**Task to carry out:** Your task is to give the listing below back word for word, pictures excluded.
────────────────────
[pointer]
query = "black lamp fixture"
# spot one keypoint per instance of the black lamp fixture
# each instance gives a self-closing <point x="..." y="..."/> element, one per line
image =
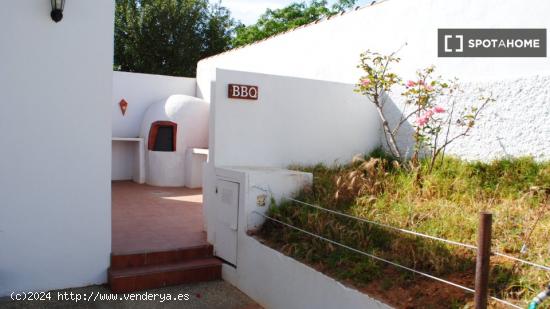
<point x="57" y="10"/>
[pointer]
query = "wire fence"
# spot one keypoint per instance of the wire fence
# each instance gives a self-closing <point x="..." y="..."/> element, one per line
<point x="387" y="226"/>
<point x="456" y="243"/>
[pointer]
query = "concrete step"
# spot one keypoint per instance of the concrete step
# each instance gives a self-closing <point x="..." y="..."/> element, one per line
<point x="123" y="261"/>
<point x="133" y="279"/>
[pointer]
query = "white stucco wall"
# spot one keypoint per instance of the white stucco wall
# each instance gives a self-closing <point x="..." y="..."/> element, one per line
<point x="55" y="158"/>
<point x="269" y="277"/>
<point x="294" y="120"/>
<point x="140" y="91"/>
<point x="329" y="50"/>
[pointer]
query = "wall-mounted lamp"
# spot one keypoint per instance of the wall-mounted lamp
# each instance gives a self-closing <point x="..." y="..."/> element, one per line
<point x="57" y="10"/>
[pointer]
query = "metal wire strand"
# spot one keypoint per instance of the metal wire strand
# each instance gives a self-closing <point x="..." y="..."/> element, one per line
<point x="456" y="243"/>
<point x="467" y="289"/>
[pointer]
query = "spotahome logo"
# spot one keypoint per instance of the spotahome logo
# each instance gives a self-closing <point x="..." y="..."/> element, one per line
────────────────────
**Full output:**
[pointer]
query = "black lamp fixture"
# spot one keypoint per instance of the black lamp fixture
# each instance gives a self-closing <point x="..." y="..."/> element, one per line
image =
<point x="57" y="10"/>
[pointer]
query = "wire fence"
# spot one keypoint per instance of the wire fence
# each instance gives a self-closing <point x="..." y="..."/> element, one per line
<point x="387" y="226"/>
<point x="456" y="243"/>
[pointer]
query = "concrete step"
# spot one keypoint per instance of the concrete step
# each instance gives a self-closing <point x="..." y="..."/> element, one per line
<point x="123" y="261"/>
<point x="133" y="279"/>
[pointer]
query = "white stucco wall"
# spot one keypoint per instance of the white stucco wall
# each instance gives a self-closing <point x="..." y="..."/> element, one per line
<point x="55" y="158"/>
<point x="269" y="277"/>
<point x="294" y="120"/>
<point x="140" y="91"/>
<point x="329" y="50"/>
[pointer]
query = "wall-mounted lamp"
# spot one keypoint per instance of the wall-mounted lamp
# each instance gives a self-closing <point x="..." y="..."/> element, one per line
<point x="57" y="10"/>
[pointer]
query = "metal wire strand"
# spot one keypoint per instance of the metal wire strand
# each instance gives a self-closing <point x="..." y="..."/> element, one per line
<point x="456" y="243"/>
<point x="467" y="289"/>
[pointer]
query = "spotahome logo"
# spot one keypoint per instance of the spotahome logo
# each instance gives a self-closing <point x="..." y="..."/> element, one per line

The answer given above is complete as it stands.